Problème posé: Reproduisez intégralement, sans la moindre modification, la critique du documentaire consacré à Karen qui figure ci-dessous.

---- Page

Alors ce documentaire n'apporte rien qu'on ne sache déjà : on a d'ailleurs l'impression de déjà vu d'autant qu'une émission regroupant les Bee Gees, Abba et le tandem Carpenters a déjà été diffusé récemment par Arte et qu'on y voyait déjà de nombreux plans de ce documentaire. Tout comme l'interview de Pétula Clark où elle cite qu'étant allées saluer Elvis Presley dans sa loge, elle et Karen avaient presque été incitées par le chanteur à une partie à trois... Ce documentaire est d'autant plus raté qu'on meuble avec des extraits qui n'ont rien à y faire comme avec cette chanteuse "has been" qui nous explique qu'elle sait chanter en français et qui le démontre ! Karen méritait mieux, notamment parce qu'elle était une championne ès percussions : or on ne la voit que très peu à l'oeuvre dans ce domaine alors que comme le groupe le précise, les enregistrements vidéos étaient très nombreux... Le réalisateur ne s'est pas trop creusé les méninges pour nous offrir de l'inédit, pour creuser son sujet. On entend néanmoins les deux biographes de Karen et les anecdotes de quelques amis. Jamais le frère de Kareen. Manque de travail journalistique ? Goût de la facilité ?

--------
---- Données extraites

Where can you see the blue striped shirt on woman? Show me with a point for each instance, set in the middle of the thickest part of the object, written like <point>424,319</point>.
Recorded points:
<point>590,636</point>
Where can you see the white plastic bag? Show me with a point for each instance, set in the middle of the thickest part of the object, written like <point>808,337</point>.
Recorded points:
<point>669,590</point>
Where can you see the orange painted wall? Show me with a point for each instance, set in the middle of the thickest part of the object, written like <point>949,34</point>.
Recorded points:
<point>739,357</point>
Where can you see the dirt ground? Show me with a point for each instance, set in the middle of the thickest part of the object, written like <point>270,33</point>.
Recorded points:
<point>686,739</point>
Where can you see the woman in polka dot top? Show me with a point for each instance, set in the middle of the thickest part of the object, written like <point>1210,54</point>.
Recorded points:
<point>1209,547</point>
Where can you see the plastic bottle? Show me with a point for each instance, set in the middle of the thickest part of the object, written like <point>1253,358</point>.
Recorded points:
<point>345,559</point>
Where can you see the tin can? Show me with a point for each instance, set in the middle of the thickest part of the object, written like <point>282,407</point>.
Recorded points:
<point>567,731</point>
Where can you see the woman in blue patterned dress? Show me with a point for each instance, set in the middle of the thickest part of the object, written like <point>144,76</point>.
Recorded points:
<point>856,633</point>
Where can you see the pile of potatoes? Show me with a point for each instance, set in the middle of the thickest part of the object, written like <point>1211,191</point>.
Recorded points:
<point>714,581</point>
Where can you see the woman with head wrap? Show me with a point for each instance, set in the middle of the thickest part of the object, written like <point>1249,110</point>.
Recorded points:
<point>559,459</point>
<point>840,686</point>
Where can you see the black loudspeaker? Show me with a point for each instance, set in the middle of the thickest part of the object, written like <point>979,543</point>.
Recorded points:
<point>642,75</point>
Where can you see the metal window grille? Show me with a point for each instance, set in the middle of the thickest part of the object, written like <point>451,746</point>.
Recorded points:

--------

Résultat attendu:
Alors ce documentaire n'apporte rien qu'on ne sache déjà : on a d'ailleurs l'impression de déjà vu d'autant qu'une émission regroupant les Bee Gees, Abba et le tandem Carpenters a déjà été diffusé récemment par Arte et qu'on y voyait déjà de nombreux plans de ce documentaire. Tout comme l'interview de Pétula Clark où elle cite qu'étant allées saluer Elvis Presley dans sa loge, elle et Karen avaient presque été incitées par le chanteur à une partie à trois... Ce documentaire est d'autant plus raté qu'on meuble avec des extraits qui n'ont rien à y faire comme avec cette chanteuse "has been" qui nous explique qu'elle sait chanter en français et qui le démontre ! Karen méritait mieux, notamment parce qu'elle était une championne ès percussions : or on ne la voit que très peu à l'oeuvre dans ce domaine alors que comme le groupe le précise, les enregistrements vidéos étaient très nombreux... Le réalisateur ne s'est pas trop creusé les méninges pour nous offrir de l'inédit, pour creuser son sujet. On entend néanmoins les deux biographes de Karen et les anecdotes de quelques amis. Jamais le frère de Kareen. Manque de travail journalistique ? Goût de la facilité ?